There can be little doubt but that the agreement reached between Douglas and his former wife to settle their alimony and child support dispute also mooted the present case. The Supreme Court has recognized that a case may become moot when two conditions are satisfied. County of Los Angeles v. Davis, 440 U.S. 625, 99 S. Ct. 1379, 59 L. Ed. 2d 642 (1979). A court must first conclude "with assurance that 'there is no reasonable expectation ...' that the alleged violation will recur"; then, it must be clear to the court that "interim relief or events have completely and irrevocably eradicated the effects of the alleged violation." Id. at 631, 99 S. Ct. at 1383 (citations omitted); Doe v. Harris, 696 F.2d 109, 111 (D.C. Cir. 1982).
Both of these criteria for mootness have been met in the present case. First, under the district court's order of March 4 incorporating the settlement agreement, Mrs. Douglas has already received her $10,000 from the registry of the court and will continue to receive her $400 per month directly from the DOL. See RD 28-29. It is virtually impossible, therefore, for Douglas to fall behind in his payments, and thus equally unlikely that the alleged statutory violation will recur.
Second, it is clear that intervening events--i.e., the reaching of the settlement agreement and its approval by the district court--have completely eliminated any effects caused by the allegedly illegal garnishment. In fact, Douglas has neither filed a damages action nor contested a possible finding of mootness by the court. At this point, his only professed interest in the litigation is to preserve the agreement he reached with his ex-wife.
Despite the obvious fact that both conditions for mootness outlined in Davis have been met, the Department insists this case is not moot because its adherence to the writ of garnishment issued by the Iowa court is still required by statute. That writ of garnishment, however, was essentially dissolved when the underlying dispute was settled by the parties. Indeed, even if the writ somehow continues to exist in the abstract, Mrs. Douglas would be precluded from enforcing it because she has entered into the settlement agreement. Nor does the Department's reliance on an order of the Iowa courts issued on May 11, 1982 change the status of the writ of garnishment. That order, although noting that the 1969 divorce decree remains in full force and effect, says nothing about the continuing validity of the writ of garnishment. See Supplemental Brief for Appellee, Exhibit D. Thus, given the comprehensive settlement reached between Douglas and his ex-wife, any controversy involving the writ of garnishment first issued in July 1980 is now moot.
Despite the preemptive effect that the settlement agreement has had on the present litigation, counsel for neither Douglas nor the DOL properly informed this court of its existence. In the original briefs filed before this court, for example, there is barely any mention of the settlement agreement. Douglas' brief completely ignores the settlement, probably because of ignorance about its substantive effect on the litigation. The DOL's brief mentions it in passing only twice, once as a mere citation in a footnote whose primary focus is the property settlement reached in 1969, and once in the text, at which point it is termed a property settlement that will survive the litigation. Even worse, the settlement came to the attention of the court only accidentally at oral argument when Douglas' counsel was about to conclude his statement. Until that last-minute reference, neither party mentioned the settlement agreement during thirty minutes of oral argument.

DATASET RECORDS |
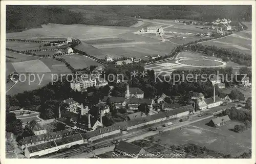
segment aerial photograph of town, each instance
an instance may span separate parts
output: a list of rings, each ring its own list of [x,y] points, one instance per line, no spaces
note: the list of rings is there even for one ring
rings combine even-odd
[[[252,9],[6,5],[5,158],[252,158]]]

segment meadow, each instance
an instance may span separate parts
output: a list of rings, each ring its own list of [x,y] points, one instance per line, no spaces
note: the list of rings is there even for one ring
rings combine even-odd
[[[7,41],[6,48],[19,51],[39,49],[39,45],[42,45],[38,43],[30,43],[23,42]]]
[[[38,89],[51,82],[52,74],[57,74],[59,75],[59,74],[68,74],[71,73],[70,70],[66,67],[64,63],[52,58],[43,59],[9,51],[6,51],[6,56],[9,57],[9,58],[6,57],[6,60],[7,60],[6,65],[6,77],[7,77],[12,72],[16,71],[13,65],[13,64],[14,65],[17,64],[15,63],[23,63],[23,64],[20,65],[20,68],[23,71],[30,68],[29,70],[27,71],[33,73],[37,72],[35,74],[36,79],[34,82],[31,82],[29,83],[28,75],[25,74],[25,76],[23,76],[20,77],[21,81],[24,81],[24,82],[18,82],[18,83],[12,87],[11,89],[8,90],[6,93],[7,95],[13,95],[17,93],[23,92],[24,91],[32,90]],[[50,70],[51,73],[42,73],[42,70],[40,69],[38,69],[38,65],[35,65],[34,67],[31,67],[31,65],[28,66],[27,64],[24,64],[24,63],[26,63],[23,62],[26,61],[29,62],[29,63],[31,61],[34,62],[34,61],[33,61],[35,60],[39,60],[40,61],[38,61],[38,62],[40,63],[40,65],[43,66],[45,68],[48,68],[49,69],[47,69],[47,71],[49,71]],[[23,63],[20,63],[20,62]],[[20,71],[23,72],[22,70]],[[41,82],[40,82],[38,77],[42,79]],[[32,77],[31,78],[33,81],[33,77]],[[6,90],[8,90],[12,86],[12,84],[13,84],[11,83],[7,83],[6,84]]]
[[[224,154],[238,156],[251,149],[251,129],[241,133],[229,130],[241,123],[231,121],[217,129],[205,124],[211,119],[186,126],[186,128],[175,129],[154,136],[156,140],[167,146],[191,143]]]
[[[184,59],[179,60],[181,64],[191,65],[192,66],[216,66],[223,64],[222,63],[217,61],[208,59]]]
[[[64,59],[75,69],[82,69],[89,67],[90,65],[99,65],[99,64],[96,61],[93,60],[86,56],[79,55],[62,56],[59,58]]]
[[[6,38],[30,39],[42,37],[68,38],[71,37],[82,40],[96,37],[116,36],[131,30],[130,28],[122,27],[49,24],[47,25],[42,25],[41,28],[31,29],[22,32],[6,34]]]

GIVEN EXERCISE A | Reproduce verbatim everything in the court opinion from "Both of these" down to "violation will recur.".
GIVEN EXERCISE B | According to the court opinion, how much does Mrs. Douglas continue to receive each month directly from the DOL?
GIVEN EXERCISE C | Continue the court opinion from the point at which it stops.

RIGHT ANSWER A |
Both of these criteria for mootness have been met in the present case. First, under the district court's order of March 4 incorporating the settlement agreement, Mrs. Douglas has already received her $10,000 from the registry of the court and will continue to receive her $400 per month directly from the DOL. See RD 28-29. It is virtually impossible, therefore, for Douglas to fall behind in his payments, and thus equally unlikely that the alleged statutory violation will recur.

RIGHT ANSWER B | $400 per month.

RIGHT ANSWER C |
As officers of this court, counsel have an obligation to ensure that the tribunal is aware of significant events that may bear directly on the outcome of litigation. See, e.g., MODEL CODE OF PROFESSIONAL RESPONSIBILITY EC 7-20 (1981) ("our adjudicative process requires an informed, impartial tribunal capable of administering justice promptly and efficiently"). This is especially true for government attorneys, who have special responsibilities to both this court and the public at large. See, e.g., MODEL CODE OF PROFESSIONAL RESPONSIBILITY EC 7-14 (1981) (" [a] government lawyer in a civil action ... has the responsibility to seek justice and to develop a full and fair record"). As Chief Justice Burger has admonished in a similar situation:
It is disconcerting to this Court to learn of relevant and important developments in a case after the entire Court has come to the Bench to hear arguments.
... [T]he Court should have been explicitly advised that changes had occurred. The only reference to changes in the law actually gives the impression that their effect is negligible.
This Court must rely on counsel to present issues fully and fairly, and counsel have a continuing duty to inform the Court of any development which may conceivably affect an outcome.
Fusari v. Steinberg, 419 U.S. 379, 390-91, 95 S. Ct. 533, 540, 42 L. Ed. 2d 521 (1975) (Burger, C.J., concurring). Such duties of counsel are not lessened when they are challenging a legal determination by the lower court which they believe to be erroneous. It is one thing to argue that a settlement does not moot a particular case; it is quite another to promote an advisory opinion by disguising a settlement in order to hide it from the court's consideration.
Given the settlement agreement reached between Douglas and his former wife, and its adoption by the district court in its order of March 4, 1982, the present appeal has become moot. The established practice of the federal appellate courts in such a situation is to vacate the judgment and decision below and remand with directions to dismiss. United States v. Munsingwear, 340 U.S. 36, 71 S. Ct. 104, 95 L. Ed. 36 (1950). Thus, the district court orders of January 7, 1981 and December 31, 1981, as well as the opinion that accompanied the latter order, 534 F. Supp. at 191, are hereby vacated. No remand is necessary, however, because the district court order of March 4 which accommodated the settlement has not been subject to this appeal and remains in full force and effect.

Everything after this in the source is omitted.